:: Your objective ::
Output all entries verbatim.

Natural language region descriptions:
___
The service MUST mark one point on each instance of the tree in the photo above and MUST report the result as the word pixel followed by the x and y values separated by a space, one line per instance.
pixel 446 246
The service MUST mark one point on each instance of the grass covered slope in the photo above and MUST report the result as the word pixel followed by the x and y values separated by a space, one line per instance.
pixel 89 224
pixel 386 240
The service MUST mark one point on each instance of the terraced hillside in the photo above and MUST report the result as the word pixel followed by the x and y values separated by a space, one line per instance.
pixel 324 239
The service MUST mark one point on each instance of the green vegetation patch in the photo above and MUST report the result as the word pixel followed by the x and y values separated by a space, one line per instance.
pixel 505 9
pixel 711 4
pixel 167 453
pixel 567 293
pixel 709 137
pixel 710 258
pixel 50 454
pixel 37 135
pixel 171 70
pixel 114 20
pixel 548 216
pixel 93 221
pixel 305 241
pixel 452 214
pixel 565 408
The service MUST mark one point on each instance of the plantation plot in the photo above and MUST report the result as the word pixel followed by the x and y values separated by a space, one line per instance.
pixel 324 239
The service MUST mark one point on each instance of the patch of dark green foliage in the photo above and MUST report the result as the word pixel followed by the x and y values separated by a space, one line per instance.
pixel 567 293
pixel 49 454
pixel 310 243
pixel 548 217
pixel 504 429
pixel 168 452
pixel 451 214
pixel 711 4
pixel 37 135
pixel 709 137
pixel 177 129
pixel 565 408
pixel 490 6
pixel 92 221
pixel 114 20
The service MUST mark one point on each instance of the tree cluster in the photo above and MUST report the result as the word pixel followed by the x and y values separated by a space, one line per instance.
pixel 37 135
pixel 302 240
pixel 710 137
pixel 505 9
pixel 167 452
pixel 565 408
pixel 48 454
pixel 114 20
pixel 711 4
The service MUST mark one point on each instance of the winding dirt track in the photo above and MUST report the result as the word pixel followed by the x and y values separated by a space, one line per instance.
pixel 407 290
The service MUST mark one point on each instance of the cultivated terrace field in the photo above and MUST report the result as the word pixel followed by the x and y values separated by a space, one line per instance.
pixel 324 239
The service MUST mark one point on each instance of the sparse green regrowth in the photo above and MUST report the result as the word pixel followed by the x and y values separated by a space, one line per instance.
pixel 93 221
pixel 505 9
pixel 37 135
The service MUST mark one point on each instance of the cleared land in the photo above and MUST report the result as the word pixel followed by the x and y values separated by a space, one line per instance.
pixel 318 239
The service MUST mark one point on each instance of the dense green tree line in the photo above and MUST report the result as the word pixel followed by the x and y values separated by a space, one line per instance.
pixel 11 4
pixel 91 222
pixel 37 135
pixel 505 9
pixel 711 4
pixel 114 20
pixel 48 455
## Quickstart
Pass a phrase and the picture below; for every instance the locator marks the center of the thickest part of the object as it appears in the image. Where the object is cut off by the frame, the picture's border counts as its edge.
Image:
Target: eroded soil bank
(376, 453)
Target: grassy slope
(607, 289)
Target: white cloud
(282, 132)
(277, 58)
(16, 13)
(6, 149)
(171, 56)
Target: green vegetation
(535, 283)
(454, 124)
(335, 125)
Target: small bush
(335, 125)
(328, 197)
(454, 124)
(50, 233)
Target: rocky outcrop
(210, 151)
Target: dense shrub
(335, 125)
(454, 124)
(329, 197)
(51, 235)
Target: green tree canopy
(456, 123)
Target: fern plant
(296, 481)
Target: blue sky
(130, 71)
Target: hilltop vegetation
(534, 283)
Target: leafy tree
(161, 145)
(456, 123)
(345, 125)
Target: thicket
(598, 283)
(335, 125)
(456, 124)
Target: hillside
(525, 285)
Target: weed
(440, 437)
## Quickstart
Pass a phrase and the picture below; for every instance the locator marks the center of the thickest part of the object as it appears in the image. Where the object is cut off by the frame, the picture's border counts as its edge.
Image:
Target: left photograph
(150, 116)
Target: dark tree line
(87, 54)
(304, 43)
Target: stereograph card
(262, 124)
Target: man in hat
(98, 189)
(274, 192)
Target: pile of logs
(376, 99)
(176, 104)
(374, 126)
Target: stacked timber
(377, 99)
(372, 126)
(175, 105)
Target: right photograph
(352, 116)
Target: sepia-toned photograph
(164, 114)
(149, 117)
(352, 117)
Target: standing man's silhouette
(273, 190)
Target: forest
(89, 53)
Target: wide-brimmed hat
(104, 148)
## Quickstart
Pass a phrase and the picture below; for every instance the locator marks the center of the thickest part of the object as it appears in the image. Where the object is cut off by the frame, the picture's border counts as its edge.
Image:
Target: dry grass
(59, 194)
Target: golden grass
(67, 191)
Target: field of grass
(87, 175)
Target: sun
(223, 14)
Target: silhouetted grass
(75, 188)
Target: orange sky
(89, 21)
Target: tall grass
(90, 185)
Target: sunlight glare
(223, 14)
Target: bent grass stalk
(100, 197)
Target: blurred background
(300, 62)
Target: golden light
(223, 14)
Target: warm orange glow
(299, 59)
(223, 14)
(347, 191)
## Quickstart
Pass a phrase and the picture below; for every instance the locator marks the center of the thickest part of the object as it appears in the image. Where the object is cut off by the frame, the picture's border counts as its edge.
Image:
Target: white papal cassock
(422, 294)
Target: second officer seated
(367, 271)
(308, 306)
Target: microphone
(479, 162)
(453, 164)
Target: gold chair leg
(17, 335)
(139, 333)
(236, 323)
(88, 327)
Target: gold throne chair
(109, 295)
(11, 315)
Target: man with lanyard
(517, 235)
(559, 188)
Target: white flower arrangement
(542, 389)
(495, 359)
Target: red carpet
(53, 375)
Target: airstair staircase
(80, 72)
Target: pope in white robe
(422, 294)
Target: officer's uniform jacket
___
:: The completed task ::
The service MUST mark one point on each instance of the tree in the photo above and MUST report the result as the word pixel followed by the x and y values separated by a space, one line per instance.
pixel 446 246
The service MUST mark one point on each instance of the grass covered slope in the photo above and MUST report the result as the word pixel followed by the x and y values separated by a space, one line per instance.
pixel 89 224
pixel 386 240
The service MUST mark one point on each instance of the terraced hillside in the photo above and MUST report the result as the word pixel followed by the x and y values separated by a space, one line per instance.
pixel 324 239
The service MUST mark one point on each instance of the green vegetation patch in the photo above and MUST report the result as the word pixel followed by the x and y values separated by a space, one line per instance.
pixel 505 9
pixel 711 4
pixel 167 453
pixel 567 293
pixel 709 137
pixel 710 258
pixel 50 454
pixel 37 135
pixel 171 70
pixel 114 20
pixel 548 216
pixel 93 221
pixel 305 241
pixel 452 214
pixel 565 408
The service MUST mark one point on each instance of the plantation plot in the photo above and MUST report the result as the word pixel followed by the x and y values separated by a space, one line per instance.
pixel 324 239
The service MUST mark one point on each instance of the patch of dark green foliage in the photo above and MUST report the result as the word pixel followed by the x and y values separated by a space, one line per instance.
pixel 567 293
pixel 49 454
pixel 310 243
pixel 548 217
pixel 504 429
pixel 168 452
pixel 451 214
pixel 711 4
pixel 37 135
pixel 709 137
pixel 177 129
pixel 565 408
pixel 490 6
pixel 92 221
pixel 114 20
The service MUST mark one point on each instance of the tree cluster in the photo above and MUST report the result as the word pixel followed by the x and y values separated by a space, one line per instance.
pixel 37 135
pixel 302 240
pixel 710 137
pixel 505 9
pixel 167 452
pixel 565 408
pixel 48 454
pixel 114 20
pixel 711 4
The service MUST mark one point on each instance of the winding dirt track in the photo above and MUST report the result as the word pixel followed by the x and y values separated by a space, one line per instance.
pixel 407 290
The service MUST mark one point on each instance of the cultivated terrace field in the photo above and MUST report the result as the word pixel followed by the x and y values separated by a space, one line per instance.
pixel 324 239
The service MUST mark one point on each instance of the sparse green regrowth in the photo above and MUST report the result as the word pixel followed by the x and y values separated by a space, one line per instance.
pixel 93 221
pixel 505 9
pixel 37 135
The service MUST mark one point on each instance of the cleared land in the photo above and MUST report the result as the word pixel followed by the x and y values separated by a space, one line per instance.
pixel 318 239
The service MUST mark one point on each instance of the dense green tree line in the photo above and MUST report the result as the word pixel followed by the x and y values separated by a space, one line per instance.
pixel 11 4
pixel 91 222
pixel 37 135
pixel 505 9
pixel 711 4
pixel 114 20
pixel 48 455
## Quickstart
Pass a phrase and the picture below; for every instance the locator marks the center of the thickest part of the object as it appears in the image. Where the object is cut off by the frame, the picture's border counts as its edge.
Image:
Target: eroded soil bank
(376, 453)
Target: grassy slope
(607, 289)
Target: white cloud
(282, 132)
(277, 58)
(16, 13)
(6, 149)
(171, 56)
Target: green vegetation
(535, 283)
(454, 124)
(335, 125)
Target: small bush
(335, 125)
(328, 197)
(454, 124)
(50, 233)
Target: rocky outcrop
(210, 151)
Target: dense shrub
(335, 125)
(454, 124)
(329, 197)
(51, 235)
Target: green tree canopy
(456, 123)
Target: fern plant
(296, 481)
Target: blue sky
(130, 71)
Target: hilltop vegetation
(534, 283)
Target: leafy tree
(161, 145)
(456, 123)
(345, 125)
Target: thicket
(598, 283)
(335, 125)
(456, 124)
Target: hillside
(525, 285)
Target: weed
(440, 437)
## Quickstart
Pass a phrase and the picture below; for every instance the locator marks the center of the thickest part of the object as it appears in the image. Where the object is cut off by the frame, the picture's border counts as its edge.
Image:
Target: left photograph
(150, 116)
Target: dark tree line
(87, 54)
(304, 43)
Target: stereograph card
(262, 124)
Target: man in hat
(98, 189)
(274, 192)
Target: pile of logs
(376, 99)
(176, 104)
(374, 126)
Target: stacked timber
(377, 99)
(372, 126)
(175, 105)
Target: right photograph
(352, 116)
Target: sepia-toned photograph
(164, 114)
(149, 117)
(352, 117)
Target: standing man's silhouette
(273, 190)
Target: forest
(89, 53)
Target: wide-brimmed hat
(104, 148)
## Quickstart
Pass a phrase and the picture below; for every instance the locator marks the center of the thickest part of the object as it appears in the image. Where the object is cut off by the frame, the picture's border counts as its edge.
Image:
Target: dry grass
(59, 194)
Target: golden grass
(67, 191)
Target: field of grass
(87, 175)
Target: sun
(223, 14)
Target: silhouetted grass
(75, 188)
Target: orange sky
(89, 21)
Target: tall grass
(90, 185)
Target: sunlight glare
(223, 14)
Target: bent grass stalk
(100, 197)
Target: blurred background
(300, 62)
Target: golden light
(223, 14)
Target: warm orange glow
(299, 59)
(223, 14)
(347, 191)
## Quickstart
Pass a phrase and the picture below; for every instance the locator marks the center of the thickest part of the object as it appears in the image. Where the object is cut off by the frame, the picture's border counts as its edge.
Image:
Target: white papal cassock
(422, 294)
Target: second officer seated
(367, 271)
(308, 306)
Target: microphone
(479, 162)
(453, 164)
Target: gold chair leg
(17, 335)
(139, 333)
(236, 323)
(88, 327)
Target: gold throne chair
(109, 295)
(11, 315)
Target: man with lanyard
(517, 235)
(559, 188)
Target: white flower arrangement
(542, 389)
(495, 359)
Target: red carpet
(53, 375)
Target: airstair staircase
(80, 72)
Target: pope in white robe
(422, 294)
Target: officer's uniform jacket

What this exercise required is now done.